Task brief: Take the data below and copy exactly the lines starting at the one with "Query: white step ladder" and finishing at the one with "Task: point to the white fabric", both included.
━━━━━━━━━━━━━━━━━━━━━━━━━━━━━━
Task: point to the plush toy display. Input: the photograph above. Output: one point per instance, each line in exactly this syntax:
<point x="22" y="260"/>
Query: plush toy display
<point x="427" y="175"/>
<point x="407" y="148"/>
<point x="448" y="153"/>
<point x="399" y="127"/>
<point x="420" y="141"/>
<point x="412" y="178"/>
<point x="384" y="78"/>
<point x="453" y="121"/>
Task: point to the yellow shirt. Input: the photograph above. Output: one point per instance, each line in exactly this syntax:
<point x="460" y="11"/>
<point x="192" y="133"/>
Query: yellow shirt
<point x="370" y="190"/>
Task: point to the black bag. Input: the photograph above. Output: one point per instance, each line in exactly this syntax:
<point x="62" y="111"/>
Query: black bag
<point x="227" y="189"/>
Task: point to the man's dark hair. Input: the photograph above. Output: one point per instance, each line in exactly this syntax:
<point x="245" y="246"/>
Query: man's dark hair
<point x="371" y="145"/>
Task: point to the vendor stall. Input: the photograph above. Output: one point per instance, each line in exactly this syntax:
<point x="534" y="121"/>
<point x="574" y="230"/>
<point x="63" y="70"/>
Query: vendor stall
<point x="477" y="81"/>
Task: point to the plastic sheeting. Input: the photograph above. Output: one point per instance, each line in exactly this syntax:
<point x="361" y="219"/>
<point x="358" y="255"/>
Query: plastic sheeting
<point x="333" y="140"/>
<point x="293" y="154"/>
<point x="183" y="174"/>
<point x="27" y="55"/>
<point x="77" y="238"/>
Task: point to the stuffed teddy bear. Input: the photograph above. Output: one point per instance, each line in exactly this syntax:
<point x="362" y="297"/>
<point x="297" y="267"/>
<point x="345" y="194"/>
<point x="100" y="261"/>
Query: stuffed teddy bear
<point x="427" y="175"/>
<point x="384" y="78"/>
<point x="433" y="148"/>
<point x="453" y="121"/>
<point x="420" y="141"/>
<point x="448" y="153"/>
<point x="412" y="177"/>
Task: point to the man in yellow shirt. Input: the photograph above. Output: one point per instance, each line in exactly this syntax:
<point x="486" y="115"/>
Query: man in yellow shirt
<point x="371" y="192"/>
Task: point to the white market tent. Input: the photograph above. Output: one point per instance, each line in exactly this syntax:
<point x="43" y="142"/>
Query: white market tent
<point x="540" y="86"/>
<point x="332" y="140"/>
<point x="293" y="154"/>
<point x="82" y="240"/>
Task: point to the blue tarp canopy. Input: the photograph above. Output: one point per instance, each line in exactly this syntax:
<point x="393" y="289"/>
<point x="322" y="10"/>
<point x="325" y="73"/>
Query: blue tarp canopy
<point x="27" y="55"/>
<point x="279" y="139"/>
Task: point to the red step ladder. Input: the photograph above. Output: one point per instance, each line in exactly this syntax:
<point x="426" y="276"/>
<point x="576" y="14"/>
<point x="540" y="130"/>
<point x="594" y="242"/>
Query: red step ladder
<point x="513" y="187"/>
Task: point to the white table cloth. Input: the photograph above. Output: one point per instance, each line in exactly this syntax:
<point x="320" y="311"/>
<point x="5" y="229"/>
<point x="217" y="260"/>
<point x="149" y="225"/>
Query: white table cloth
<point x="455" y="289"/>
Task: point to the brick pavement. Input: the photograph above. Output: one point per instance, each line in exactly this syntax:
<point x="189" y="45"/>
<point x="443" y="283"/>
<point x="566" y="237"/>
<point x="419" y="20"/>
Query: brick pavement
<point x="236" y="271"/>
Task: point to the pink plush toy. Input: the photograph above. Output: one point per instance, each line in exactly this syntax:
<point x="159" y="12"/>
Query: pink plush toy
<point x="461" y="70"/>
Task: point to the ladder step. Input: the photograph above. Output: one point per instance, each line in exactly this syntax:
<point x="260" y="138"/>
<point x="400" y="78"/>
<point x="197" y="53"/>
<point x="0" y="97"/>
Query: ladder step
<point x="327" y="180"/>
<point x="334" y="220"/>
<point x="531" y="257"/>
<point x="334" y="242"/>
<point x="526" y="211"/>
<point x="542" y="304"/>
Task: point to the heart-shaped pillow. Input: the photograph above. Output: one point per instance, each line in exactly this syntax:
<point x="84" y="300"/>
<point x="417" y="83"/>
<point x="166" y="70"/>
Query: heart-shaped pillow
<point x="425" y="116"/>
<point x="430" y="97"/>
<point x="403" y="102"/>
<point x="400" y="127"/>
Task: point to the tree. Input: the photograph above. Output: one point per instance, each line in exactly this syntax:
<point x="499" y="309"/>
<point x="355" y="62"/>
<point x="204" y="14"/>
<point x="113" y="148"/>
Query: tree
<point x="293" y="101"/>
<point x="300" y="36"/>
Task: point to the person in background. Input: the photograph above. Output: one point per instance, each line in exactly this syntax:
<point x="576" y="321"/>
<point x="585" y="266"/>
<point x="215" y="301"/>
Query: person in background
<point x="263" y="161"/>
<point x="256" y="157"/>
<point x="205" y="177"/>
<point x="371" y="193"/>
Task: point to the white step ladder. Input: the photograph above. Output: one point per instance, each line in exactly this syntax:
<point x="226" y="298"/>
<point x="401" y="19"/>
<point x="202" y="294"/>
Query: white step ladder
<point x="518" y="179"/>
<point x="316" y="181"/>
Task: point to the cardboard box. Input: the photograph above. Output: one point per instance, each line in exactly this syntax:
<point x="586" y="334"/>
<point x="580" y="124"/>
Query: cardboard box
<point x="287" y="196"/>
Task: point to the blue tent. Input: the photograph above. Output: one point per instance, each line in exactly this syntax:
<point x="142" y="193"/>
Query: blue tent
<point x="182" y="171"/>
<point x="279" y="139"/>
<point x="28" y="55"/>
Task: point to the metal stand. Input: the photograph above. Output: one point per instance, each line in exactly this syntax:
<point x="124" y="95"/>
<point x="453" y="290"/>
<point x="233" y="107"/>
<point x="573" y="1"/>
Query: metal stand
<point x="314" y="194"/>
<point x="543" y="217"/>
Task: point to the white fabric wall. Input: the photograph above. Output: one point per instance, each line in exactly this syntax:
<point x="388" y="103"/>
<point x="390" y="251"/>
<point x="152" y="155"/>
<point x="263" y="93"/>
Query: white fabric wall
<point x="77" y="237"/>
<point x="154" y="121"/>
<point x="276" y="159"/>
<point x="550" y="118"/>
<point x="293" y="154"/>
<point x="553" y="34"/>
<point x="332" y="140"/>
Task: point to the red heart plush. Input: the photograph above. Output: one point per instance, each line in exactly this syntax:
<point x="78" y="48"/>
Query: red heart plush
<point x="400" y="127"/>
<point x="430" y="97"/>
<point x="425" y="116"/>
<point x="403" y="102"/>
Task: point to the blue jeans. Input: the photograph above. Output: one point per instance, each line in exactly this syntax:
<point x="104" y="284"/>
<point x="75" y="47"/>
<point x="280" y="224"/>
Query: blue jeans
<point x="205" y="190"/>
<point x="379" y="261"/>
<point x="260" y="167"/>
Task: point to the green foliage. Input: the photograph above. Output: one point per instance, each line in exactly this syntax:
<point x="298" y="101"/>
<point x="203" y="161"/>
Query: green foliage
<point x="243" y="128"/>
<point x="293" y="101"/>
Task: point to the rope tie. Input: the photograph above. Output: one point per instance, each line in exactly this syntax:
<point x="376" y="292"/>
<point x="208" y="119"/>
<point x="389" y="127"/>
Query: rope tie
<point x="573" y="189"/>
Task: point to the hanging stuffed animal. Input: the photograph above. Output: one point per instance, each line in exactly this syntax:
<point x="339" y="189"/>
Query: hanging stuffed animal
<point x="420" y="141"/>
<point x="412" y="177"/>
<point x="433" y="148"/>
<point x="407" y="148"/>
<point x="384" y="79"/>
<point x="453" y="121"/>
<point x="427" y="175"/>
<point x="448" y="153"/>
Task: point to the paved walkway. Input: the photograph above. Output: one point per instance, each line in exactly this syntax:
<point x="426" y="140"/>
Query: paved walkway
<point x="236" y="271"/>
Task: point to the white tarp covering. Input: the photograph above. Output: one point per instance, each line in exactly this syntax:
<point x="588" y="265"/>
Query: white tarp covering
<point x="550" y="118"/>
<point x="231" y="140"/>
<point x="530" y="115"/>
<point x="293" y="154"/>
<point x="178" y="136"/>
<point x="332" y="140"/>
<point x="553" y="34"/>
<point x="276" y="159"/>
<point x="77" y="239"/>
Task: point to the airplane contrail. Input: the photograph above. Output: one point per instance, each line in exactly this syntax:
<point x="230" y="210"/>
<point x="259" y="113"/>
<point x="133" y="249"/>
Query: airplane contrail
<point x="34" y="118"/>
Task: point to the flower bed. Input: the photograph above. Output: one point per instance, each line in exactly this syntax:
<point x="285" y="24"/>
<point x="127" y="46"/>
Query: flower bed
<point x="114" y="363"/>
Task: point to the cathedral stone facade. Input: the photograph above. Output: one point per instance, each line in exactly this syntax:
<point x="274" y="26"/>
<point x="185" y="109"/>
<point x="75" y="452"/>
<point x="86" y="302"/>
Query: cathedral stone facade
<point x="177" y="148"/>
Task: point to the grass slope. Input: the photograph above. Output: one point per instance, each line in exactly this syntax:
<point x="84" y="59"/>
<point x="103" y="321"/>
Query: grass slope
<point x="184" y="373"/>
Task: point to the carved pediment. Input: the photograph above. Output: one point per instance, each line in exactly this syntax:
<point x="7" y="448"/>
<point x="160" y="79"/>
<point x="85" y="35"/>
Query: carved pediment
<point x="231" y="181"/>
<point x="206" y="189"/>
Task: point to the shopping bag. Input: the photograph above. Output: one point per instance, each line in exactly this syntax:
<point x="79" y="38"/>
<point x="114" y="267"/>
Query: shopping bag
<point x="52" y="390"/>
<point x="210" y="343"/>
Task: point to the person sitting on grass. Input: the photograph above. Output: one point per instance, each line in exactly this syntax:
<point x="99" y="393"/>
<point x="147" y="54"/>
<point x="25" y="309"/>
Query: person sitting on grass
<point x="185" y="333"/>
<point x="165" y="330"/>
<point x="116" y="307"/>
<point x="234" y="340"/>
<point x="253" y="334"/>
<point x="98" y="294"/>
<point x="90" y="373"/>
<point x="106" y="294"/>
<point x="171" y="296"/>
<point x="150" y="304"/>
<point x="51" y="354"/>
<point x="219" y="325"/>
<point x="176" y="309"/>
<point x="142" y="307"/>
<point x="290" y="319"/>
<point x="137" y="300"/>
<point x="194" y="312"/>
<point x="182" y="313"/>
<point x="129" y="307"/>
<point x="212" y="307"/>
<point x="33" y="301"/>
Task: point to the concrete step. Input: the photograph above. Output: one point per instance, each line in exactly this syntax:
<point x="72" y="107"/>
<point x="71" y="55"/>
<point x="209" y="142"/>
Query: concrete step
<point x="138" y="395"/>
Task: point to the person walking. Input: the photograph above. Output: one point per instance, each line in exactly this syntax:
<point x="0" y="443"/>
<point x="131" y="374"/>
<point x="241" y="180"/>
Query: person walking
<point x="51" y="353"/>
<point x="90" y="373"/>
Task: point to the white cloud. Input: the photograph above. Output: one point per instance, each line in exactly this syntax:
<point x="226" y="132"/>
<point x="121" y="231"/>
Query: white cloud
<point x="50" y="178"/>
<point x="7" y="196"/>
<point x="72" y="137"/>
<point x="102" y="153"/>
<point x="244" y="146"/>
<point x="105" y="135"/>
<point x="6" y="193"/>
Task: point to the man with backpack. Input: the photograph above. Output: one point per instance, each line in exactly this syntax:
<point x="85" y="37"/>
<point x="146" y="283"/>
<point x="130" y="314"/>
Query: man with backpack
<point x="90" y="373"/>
━━━━━━━━━━━━━━━━━━━━━━━━━━━━━━
Finished task:
Query: white step ladder
<point x="518" y="179"/>
<point x="316" y="181"/>
Task: point to the cardboard box. Input: the photograph above. Output: one point per instance, each line in exactly this syntax:
<point x="586" y="334"/>
<point x="580" y="124"/>
Query: cardboard box
<point x="287" y="196"/>
Task: point to the blue tent. Input: the photograph above. Output: one point per instance, each line in exactly this syntax:
<point x="142" y="193"/>
Query: blue tent
<point x="182" y="171"/>
<point x="279" y="139"/>
<point x="28" y="55"/>
Task: point to the metal stand. Input: the photograph above. Output: one point per instance, each line in exactly this syntax:
<point x="124" y="95"/>
<point x="453" y="290"/>
<point x="233" y="107"/>
<point x="573" y="1"/>
Query: metal stand
<point x="314" y="194"/>
<point x="543" y="217"/>
Task: point to the white fabric wall. Input: the photograph above. Output: one point per instance, each line in exactly this syntax:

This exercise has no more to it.